Repeat exactly, and only, the lines from the line containing "task: trace the outline of every instance of the gmc" through the last line of the records below, including both.
==============================
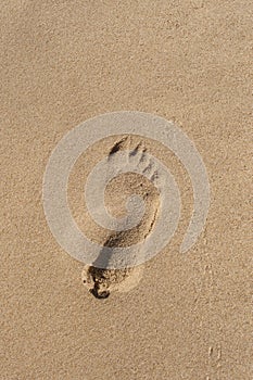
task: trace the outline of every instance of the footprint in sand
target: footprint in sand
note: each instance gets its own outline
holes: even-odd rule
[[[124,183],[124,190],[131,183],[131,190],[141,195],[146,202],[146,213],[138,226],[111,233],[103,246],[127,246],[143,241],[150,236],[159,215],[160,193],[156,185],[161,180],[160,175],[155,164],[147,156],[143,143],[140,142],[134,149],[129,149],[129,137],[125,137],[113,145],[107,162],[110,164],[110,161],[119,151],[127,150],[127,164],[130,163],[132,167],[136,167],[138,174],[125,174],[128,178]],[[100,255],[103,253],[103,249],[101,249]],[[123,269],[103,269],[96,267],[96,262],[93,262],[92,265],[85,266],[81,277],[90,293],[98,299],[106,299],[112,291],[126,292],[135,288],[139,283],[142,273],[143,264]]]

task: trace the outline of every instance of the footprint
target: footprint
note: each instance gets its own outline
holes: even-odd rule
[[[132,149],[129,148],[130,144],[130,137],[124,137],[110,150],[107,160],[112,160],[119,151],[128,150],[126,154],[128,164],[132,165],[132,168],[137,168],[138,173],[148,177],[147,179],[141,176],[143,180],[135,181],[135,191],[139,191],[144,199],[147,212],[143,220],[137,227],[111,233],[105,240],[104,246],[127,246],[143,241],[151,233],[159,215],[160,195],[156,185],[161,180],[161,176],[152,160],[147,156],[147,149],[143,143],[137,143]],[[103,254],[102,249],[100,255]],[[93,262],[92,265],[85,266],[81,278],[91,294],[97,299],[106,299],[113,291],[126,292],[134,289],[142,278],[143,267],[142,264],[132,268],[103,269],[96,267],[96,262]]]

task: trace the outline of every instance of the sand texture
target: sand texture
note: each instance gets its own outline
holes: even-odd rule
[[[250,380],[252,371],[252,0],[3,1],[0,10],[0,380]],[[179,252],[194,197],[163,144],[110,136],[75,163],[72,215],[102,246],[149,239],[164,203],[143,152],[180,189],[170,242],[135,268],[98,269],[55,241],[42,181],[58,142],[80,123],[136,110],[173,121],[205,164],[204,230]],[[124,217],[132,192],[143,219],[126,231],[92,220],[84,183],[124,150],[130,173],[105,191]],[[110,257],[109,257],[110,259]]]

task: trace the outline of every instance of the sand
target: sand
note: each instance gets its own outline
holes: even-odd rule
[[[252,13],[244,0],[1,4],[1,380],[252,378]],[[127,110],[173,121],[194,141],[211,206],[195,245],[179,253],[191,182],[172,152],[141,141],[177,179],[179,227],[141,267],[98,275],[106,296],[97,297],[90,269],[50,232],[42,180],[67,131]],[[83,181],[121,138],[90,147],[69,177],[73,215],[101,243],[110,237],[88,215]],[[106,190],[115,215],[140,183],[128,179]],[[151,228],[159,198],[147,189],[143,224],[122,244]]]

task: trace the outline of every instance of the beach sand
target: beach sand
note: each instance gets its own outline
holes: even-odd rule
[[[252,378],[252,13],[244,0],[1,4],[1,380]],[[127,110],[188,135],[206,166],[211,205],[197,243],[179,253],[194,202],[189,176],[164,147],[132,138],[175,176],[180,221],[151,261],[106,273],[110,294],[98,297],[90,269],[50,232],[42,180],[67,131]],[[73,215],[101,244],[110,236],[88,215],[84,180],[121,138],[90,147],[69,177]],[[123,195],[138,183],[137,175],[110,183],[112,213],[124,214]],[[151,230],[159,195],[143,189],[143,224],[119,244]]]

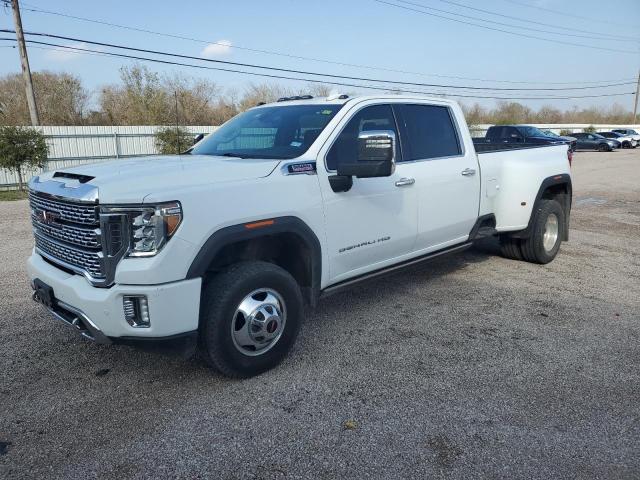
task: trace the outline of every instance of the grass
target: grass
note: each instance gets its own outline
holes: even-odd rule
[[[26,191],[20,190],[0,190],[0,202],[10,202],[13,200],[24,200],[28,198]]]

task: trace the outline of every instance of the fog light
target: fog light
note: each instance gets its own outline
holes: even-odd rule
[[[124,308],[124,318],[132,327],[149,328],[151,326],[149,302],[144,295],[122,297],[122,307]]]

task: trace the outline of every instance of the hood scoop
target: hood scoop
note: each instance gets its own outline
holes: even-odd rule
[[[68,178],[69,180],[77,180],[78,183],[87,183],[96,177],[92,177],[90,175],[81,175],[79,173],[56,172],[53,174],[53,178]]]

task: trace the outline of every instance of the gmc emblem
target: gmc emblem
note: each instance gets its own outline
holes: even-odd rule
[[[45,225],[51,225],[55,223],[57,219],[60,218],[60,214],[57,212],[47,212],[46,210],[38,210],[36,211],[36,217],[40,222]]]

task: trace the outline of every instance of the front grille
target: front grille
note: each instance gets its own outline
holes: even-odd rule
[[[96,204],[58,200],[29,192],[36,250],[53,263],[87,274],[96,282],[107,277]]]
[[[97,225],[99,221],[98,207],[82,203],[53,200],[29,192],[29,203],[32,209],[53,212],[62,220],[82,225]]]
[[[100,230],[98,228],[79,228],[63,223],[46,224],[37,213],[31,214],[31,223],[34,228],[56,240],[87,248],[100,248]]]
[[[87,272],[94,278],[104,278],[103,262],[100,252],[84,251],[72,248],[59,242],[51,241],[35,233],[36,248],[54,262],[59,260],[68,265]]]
==============================
_WORKED ANSWER_.
task: trace the outline of every instance of the gmc emblem
target: gmc emblem
note: each instance gets its own outline
holes: even-odd rule
[[[45,225],[51,225],[55,223],[57,219],[60,218],[60,214],[57,212],[47,212],[46,210],[38,210],[36,211],[36,217],[40,222]]]

task: trace the outline of every instance of the front grille
target: front grille
note: each instance gets its own outline
holes: even-odd rule
[[[96,204],[58,200],[29,192],[36,250],[53,263],[87,274],[96,282],[107,277]]]
[[[97,225],[99,221],[98,207],[82,203],[53,200],[29,192],[29,203],[32,209],[53,212],[62,220],[82,225]]]
[[[100,230],[98,228],[79,228],[63,223],[46,224],[37,213],[31,214],[31,223],[34,228],[56,240],[87,248],[100,248]]]
[[[87,272],[94,278],[104,278],[103,262],[100,252],[84,251],[72,248],[59,242],[51,241],[35,233],[36,248],[54,262],[59,260],[68,265]]]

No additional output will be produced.